--- begin Source material ---
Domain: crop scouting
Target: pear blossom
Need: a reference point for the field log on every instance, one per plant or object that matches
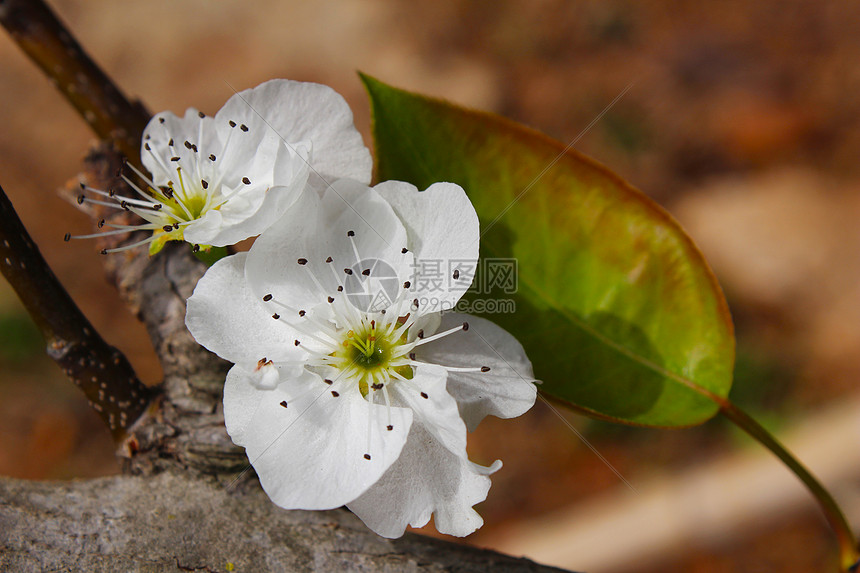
(338, 401)
(214, 181)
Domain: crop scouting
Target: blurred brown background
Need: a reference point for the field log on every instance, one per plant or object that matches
(743, 120)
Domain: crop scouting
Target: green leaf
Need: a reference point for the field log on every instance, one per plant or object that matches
(616, 307)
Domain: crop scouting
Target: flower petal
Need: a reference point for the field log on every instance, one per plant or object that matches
(426, 479)
(224, 316)
(319, 249)
(506, 391)
(442, 227)
(433, 406)
(312, 450)
(302, 111)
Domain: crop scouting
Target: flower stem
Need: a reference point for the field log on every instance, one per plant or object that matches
(49, 44)
(848, 554)
(101, 371)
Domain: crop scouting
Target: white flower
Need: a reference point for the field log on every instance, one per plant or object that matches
(340, 399)
(218, 180)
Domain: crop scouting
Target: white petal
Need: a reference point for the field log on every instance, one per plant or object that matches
(307, 446)
(289, 259)
(443, 232)
(224, 316)
(433, 406)
(163, 128)
(506, 391)
(426, 479)
(301, 111)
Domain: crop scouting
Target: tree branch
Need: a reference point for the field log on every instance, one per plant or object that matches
(171, 522)
(100, 370)
(112, 116)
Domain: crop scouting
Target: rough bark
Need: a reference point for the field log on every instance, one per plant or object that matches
(175, 522)
(188, 500)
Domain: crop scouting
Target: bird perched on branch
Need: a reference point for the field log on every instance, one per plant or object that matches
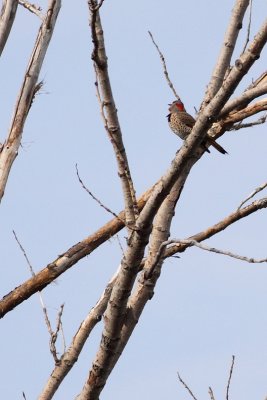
(181, 123)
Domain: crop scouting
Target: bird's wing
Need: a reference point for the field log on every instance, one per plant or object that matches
(187, 119)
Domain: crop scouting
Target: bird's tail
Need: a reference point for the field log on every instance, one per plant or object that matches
(212, 142)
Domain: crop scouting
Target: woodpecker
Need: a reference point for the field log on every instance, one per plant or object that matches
(181, 123)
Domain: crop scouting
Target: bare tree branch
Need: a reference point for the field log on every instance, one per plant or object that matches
(32, 8)
(212, 397)
(257, 190)
(249, 26)
(65, 261)
(53, 334)
(219, 227)
(207, 248)
(7, 17)
(230, 377)
(109, 111)
(94, 197)
(164, 66)
(226, 52)
(27, 92)
(240, 125)
(244, 99)
(70, 357)
(186, 387)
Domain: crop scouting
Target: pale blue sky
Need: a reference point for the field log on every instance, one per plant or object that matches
(206, 307)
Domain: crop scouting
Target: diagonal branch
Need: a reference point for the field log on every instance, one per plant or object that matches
(226, 52)
(7, 17)
(65, 261)
(219, 227)
(70, 357)
(164, 66)
(32, 8)
(109, 112)
(27, 92)
(255, 191)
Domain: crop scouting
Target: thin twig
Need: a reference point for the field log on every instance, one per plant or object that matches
(186, 387)
(164, 66)
(24, 253)
(53, 335)
(249, 26)
(240, 125)
(33, 8)
(191, 242)
(230, 377)
(95, 198)
(257, 190)
(211, 394)
(120, 244)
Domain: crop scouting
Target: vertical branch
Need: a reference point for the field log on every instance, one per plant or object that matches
(8, 13)
(109, 112)
(27, 92)
(70, 357)
(226, 52)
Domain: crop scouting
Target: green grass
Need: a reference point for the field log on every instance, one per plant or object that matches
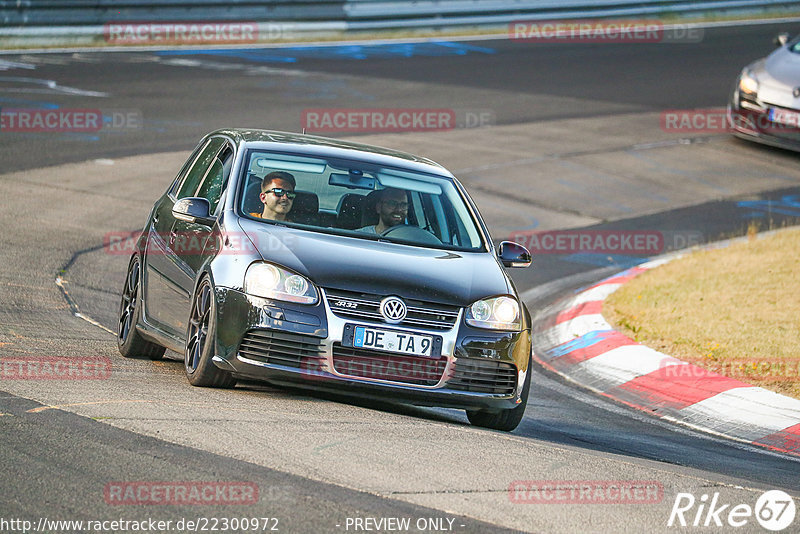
(735, 311)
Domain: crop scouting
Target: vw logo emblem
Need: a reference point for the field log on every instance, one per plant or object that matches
(393, 310)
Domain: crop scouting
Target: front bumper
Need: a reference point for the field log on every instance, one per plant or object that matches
(749, 118)
(298, 345)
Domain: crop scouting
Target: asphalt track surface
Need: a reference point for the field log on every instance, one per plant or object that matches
(319, 459)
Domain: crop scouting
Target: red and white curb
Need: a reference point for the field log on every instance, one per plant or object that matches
(574, 340)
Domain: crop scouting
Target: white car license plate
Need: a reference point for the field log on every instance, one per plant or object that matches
(393, 341)
(785, 116)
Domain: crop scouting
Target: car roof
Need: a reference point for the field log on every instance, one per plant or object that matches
(334, 148)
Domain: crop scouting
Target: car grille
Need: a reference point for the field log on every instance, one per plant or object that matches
(281, 348)
(484, 376)
(365, 306)
(365, 363)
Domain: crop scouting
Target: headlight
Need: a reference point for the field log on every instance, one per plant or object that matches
(498, 313)
(272, 282)
(748, 83)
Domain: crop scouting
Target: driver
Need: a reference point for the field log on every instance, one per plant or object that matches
(277, 195)
(392, 208)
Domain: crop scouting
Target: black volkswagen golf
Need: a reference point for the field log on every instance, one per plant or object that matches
(315, 262)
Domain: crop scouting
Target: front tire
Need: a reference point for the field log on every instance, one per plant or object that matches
(201, 339)
(130, 342)
(505, 420)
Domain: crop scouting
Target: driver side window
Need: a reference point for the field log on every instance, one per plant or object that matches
(195, 175)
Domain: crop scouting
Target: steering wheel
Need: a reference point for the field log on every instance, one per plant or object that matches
(409, 232)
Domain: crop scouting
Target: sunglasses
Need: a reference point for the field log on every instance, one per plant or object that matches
(279, 192)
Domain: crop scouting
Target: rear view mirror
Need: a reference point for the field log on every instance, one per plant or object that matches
(352, 180)
(193, 209)
(514, 255)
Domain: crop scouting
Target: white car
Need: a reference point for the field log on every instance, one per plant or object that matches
(765, 103)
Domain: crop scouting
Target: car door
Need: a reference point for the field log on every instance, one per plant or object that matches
(192, 243)
(166, 298)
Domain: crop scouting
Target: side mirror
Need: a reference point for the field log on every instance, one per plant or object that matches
(193, 209)
(781, 39)
(513, 254)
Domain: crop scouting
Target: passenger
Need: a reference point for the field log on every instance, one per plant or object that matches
(392, 209)
(277, 194)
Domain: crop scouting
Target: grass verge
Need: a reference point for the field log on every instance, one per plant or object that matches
(735, 311)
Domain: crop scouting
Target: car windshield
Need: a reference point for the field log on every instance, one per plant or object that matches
(360, 200)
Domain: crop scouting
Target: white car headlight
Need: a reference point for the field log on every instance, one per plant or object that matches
(270, 281)
(748, 83)
(498, 313)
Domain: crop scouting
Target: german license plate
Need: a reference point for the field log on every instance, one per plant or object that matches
(393, 341)
(785, 116)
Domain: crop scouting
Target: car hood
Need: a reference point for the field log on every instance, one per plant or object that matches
(363, 265)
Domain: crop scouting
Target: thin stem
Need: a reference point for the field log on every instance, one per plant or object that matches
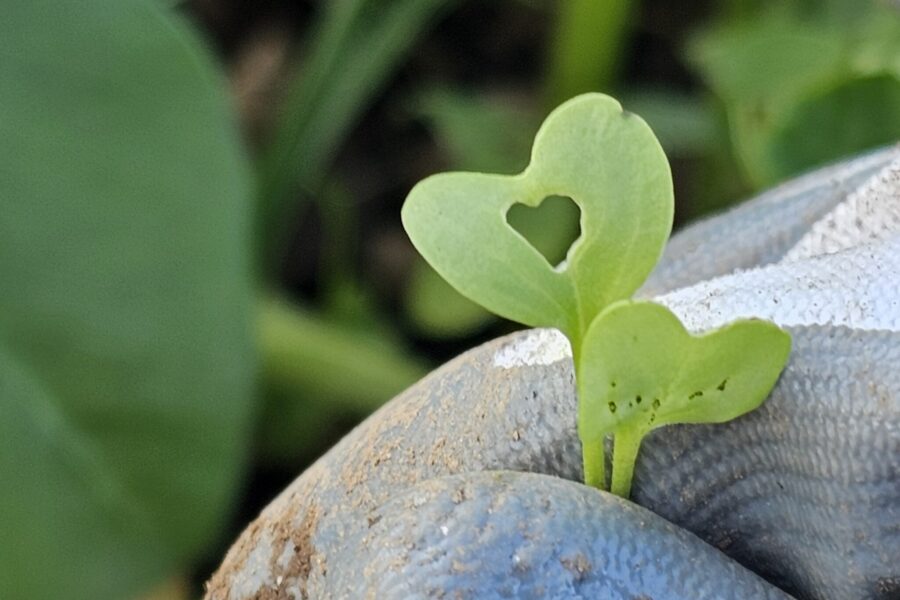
(594, 464)
(625, 449)
(593, 453)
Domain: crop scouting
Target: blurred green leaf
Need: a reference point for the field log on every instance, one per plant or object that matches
(316, 369)
(585, 48)
(435, 308)
(126, 359)
(479, 133)
(485, 134)
(357, 46)
(770, 59)
(861, 113)
(683, 124)
(799, 91)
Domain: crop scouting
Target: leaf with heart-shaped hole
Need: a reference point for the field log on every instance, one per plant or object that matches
(640, 369)
(609, 163)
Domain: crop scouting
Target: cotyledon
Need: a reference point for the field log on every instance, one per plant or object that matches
(466, 485)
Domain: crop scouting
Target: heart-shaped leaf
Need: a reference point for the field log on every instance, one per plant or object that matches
(610, 164)
(640, 369)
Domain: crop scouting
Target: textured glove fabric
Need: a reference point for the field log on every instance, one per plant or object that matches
(466, 485)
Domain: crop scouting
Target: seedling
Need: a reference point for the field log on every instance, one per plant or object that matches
(636, 367)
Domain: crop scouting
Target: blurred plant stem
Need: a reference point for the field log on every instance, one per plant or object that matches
(585, 48)
(315, 358)
(356, 47)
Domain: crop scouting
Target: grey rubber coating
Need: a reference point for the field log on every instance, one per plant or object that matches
(805, 491)
(518, 535)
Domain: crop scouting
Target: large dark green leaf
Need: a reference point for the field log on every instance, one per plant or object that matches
--- end Source material ---
Return every line of the records above that contains the word "front", matching case exactly.

Target: front bumper
Target: front tire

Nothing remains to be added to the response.